Reproduce the following lines verbatim, omitting the image.

------ Information shown ------

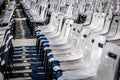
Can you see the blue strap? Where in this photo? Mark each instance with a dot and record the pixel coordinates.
(48, 51)
(55, 63)
(59, 73)
(50, 56)
(43, 38)
(40, 35)
(46, 45)
(44, 41)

------

## Answer to the task
Can you see the blue strap? Where in this photo? Mark each instance with a dot and record the pixel coordinates.
(48, 51)
(55, 63)
(59, 73)
(50, 56)
(43, 38)
(40, 35)
(46, 45)
(44, 41)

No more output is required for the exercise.